▶ **Exercise instructions**
Present, as a numbered list with blank lines omitted, the lines of the listing from the line containing "rapids and produce a box around each occurrence." through the line containing "[658,2,1456,819]", including both of those lines.

-- start of Records provided --

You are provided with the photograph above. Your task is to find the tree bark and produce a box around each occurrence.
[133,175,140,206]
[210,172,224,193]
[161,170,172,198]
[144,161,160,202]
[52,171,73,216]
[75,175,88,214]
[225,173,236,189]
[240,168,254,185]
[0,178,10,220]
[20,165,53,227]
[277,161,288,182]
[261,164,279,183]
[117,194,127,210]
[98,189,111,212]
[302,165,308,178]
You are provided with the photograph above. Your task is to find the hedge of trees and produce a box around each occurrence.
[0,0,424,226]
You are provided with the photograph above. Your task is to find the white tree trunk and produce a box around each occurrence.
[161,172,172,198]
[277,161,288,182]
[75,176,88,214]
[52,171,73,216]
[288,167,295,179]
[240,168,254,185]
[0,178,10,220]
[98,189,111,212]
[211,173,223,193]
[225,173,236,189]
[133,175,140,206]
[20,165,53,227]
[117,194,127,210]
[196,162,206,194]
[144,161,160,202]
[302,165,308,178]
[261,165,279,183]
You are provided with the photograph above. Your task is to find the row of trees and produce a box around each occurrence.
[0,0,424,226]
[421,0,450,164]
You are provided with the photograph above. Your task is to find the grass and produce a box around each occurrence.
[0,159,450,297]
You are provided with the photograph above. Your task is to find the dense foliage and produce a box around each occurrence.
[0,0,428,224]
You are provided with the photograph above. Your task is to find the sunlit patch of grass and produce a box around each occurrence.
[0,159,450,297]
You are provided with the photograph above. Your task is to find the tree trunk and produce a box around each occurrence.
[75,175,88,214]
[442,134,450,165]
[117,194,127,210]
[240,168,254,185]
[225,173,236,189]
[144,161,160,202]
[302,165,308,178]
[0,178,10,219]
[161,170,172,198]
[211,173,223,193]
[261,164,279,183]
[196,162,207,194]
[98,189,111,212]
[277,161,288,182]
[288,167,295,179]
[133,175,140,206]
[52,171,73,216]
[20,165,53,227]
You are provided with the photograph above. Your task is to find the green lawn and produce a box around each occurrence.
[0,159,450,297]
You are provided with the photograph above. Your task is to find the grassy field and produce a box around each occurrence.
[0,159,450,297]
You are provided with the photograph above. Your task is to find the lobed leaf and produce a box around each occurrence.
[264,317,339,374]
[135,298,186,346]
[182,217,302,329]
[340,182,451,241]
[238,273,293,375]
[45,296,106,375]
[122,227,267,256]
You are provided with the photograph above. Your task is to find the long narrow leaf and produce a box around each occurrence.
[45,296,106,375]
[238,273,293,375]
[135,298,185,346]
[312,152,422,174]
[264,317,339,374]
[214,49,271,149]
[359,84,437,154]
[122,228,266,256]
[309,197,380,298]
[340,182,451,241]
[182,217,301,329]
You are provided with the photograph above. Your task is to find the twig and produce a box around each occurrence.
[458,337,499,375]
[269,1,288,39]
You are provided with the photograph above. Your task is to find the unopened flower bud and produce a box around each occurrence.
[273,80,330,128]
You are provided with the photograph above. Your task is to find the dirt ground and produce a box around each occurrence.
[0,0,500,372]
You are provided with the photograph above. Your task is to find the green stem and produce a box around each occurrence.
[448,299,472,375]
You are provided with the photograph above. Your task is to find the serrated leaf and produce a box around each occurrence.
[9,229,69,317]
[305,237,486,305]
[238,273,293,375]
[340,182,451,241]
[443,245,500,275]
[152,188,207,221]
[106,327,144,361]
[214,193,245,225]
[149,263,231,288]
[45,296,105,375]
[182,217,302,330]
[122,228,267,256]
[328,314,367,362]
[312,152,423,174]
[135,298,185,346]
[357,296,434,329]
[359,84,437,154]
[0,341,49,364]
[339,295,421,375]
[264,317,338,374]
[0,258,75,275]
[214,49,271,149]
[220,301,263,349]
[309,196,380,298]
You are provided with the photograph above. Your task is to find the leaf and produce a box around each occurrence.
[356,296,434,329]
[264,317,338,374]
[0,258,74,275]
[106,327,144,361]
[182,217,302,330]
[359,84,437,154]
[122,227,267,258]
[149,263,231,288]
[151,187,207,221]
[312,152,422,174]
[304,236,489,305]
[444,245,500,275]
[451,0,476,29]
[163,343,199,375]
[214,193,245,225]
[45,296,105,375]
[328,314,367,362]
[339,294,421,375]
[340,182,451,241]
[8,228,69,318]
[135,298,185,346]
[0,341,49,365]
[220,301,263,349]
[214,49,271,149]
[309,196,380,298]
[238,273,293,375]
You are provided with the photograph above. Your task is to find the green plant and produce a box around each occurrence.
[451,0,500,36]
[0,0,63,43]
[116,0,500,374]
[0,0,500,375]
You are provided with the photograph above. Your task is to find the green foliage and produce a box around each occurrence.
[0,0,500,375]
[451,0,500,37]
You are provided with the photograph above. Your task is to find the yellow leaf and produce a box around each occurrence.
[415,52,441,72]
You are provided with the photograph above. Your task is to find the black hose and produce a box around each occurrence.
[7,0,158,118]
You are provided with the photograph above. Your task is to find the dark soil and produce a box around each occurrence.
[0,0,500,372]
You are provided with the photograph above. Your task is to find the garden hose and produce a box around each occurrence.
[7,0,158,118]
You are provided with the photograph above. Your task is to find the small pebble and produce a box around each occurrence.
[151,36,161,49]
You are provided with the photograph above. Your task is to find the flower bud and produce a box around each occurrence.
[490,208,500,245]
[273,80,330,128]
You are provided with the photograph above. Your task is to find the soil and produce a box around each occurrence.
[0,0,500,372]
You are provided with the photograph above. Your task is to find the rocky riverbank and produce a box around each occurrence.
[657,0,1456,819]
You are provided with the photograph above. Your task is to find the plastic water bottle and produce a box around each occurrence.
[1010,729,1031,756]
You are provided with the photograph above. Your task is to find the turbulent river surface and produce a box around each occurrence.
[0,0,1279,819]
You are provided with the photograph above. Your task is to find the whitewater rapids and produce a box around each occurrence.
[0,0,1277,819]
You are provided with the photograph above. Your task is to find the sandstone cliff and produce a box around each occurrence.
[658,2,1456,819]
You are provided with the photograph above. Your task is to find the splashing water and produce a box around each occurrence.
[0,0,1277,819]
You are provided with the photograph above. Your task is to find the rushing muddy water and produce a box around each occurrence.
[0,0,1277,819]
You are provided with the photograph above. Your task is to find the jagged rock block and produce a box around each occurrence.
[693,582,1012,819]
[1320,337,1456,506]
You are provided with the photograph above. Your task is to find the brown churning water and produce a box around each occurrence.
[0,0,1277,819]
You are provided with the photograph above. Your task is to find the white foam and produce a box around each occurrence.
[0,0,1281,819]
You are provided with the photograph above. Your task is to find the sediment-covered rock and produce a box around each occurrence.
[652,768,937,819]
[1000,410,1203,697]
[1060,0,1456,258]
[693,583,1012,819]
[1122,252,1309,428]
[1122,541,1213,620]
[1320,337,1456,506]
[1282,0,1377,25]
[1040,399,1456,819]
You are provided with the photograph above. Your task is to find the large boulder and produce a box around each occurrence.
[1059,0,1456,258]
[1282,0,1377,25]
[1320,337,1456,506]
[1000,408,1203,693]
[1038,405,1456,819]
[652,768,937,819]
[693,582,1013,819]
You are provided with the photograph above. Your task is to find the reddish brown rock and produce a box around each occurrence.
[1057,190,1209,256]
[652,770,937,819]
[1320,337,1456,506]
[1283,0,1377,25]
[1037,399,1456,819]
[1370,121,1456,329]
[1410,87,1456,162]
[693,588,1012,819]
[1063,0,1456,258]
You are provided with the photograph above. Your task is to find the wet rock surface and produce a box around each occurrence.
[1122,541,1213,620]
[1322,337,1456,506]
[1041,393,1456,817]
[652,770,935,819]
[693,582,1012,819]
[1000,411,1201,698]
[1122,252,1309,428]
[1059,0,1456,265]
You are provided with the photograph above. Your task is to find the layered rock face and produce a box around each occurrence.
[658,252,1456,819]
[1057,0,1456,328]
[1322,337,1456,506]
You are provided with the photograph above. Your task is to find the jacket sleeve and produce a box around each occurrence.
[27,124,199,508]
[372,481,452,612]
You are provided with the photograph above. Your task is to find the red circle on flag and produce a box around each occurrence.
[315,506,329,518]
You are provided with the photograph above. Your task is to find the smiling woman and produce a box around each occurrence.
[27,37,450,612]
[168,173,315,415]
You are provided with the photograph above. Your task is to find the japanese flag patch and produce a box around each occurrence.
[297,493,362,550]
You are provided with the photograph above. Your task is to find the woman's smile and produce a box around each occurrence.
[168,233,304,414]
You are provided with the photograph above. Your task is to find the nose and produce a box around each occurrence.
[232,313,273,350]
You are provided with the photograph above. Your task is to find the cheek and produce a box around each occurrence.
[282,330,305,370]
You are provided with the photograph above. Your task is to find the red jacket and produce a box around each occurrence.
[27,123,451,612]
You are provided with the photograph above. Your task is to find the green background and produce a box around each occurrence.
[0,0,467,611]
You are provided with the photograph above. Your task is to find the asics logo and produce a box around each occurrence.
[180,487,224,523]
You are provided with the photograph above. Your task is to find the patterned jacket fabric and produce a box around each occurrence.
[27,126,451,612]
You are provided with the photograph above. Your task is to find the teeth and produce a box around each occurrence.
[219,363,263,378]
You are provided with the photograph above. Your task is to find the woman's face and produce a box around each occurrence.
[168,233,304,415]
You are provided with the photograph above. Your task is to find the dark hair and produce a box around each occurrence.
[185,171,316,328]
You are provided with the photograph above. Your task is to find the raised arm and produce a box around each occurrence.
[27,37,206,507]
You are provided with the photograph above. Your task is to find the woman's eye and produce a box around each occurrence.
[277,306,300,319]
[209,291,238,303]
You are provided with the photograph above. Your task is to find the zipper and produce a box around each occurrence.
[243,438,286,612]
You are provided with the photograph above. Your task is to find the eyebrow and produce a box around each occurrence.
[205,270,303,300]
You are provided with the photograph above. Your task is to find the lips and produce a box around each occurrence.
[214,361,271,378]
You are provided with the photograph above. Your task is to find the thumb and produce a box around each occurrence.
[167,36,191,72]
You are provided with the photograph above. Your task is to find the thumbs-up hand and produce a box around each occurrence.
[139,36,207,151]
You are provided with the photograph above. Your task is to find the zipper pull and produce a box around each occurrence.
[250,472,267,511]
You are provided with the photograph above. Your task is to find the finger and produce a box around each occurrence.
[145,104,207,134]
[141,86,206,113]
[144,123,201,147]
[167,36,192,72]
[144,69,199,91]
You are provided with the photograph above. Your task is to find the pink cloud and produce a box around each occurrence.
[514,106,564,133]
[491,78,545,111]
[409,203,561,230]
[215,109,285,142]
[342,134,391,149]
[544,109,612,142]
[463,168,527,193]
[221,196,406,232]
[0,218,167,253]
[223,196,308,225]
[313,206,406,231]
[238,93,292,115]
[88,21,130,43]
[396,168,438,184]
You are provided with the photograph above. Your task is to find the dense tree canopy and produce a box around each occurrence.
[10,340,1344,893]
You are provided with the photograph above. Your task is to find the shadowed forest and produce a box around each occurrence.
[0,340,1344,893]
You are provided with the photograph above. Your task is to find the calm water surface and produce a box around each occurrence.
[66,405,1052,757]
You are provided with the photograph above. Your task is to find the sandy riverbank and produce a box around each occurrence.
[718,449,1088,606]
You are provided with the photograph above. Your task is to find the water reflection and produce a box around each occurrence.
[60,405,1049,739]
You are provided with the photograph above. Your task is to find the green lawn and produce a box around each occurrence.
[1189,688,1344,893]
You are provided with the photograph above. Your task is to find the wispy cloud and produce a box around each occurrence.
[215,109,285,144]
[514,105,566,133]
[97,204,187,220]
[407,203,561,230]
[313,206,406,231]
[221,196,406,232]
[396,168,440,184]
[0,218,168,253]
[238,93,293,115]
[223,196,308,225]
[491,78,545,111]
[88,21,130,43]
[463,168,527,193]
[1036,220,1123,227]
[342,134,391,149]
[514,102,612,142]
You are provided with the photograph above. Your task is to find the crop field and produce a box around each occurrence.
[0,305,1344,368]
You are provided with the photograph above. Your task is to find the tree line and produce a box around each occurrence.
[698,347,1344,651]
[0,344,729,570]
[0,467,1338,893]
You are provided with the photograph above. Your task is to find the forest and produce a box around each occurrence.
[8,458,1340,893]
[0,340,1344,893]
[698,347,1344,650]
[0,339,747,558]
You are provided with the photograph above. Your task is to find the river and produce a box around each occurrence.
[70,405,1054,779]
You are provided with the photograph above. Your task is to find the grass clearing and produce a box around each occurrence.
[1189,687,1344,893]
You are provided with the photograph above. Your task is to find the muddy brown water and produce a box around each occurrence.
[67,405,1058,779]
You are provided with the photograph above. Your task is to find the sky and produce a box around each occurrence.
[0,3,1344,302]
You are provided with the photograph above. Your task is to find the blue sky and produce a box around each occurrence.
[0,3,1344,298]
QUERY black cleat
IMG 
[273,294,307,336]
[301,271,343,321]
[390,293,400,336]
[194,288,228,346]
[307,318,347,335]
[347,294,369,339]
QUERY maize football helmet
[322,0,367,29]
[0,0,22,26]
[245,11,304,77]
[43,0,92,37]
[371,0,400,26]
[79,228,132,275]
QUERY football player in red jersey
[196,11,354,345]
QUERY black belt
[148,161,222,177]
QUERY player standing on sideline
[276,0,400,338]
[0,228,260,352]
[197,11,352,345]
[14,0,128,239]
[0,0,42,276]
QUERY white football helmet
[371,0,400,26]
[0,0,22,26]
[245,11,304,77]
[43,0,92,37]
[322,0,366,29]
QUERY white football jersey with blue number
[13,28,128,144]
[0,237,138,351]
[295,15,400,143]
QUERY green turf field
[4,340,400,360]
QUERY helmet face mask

-- end of Records provided --

▶ **Exercise result**
1. You are provided with the photograph above. Your task is to find the whitewater rapids and produce a box around each occurrence.
2. [0,0,1277,819]
3. You are provided with the photograph above. Your task is to find the sandstone cliff and produce a box around each occurrence.
4. [658,2,1456,819]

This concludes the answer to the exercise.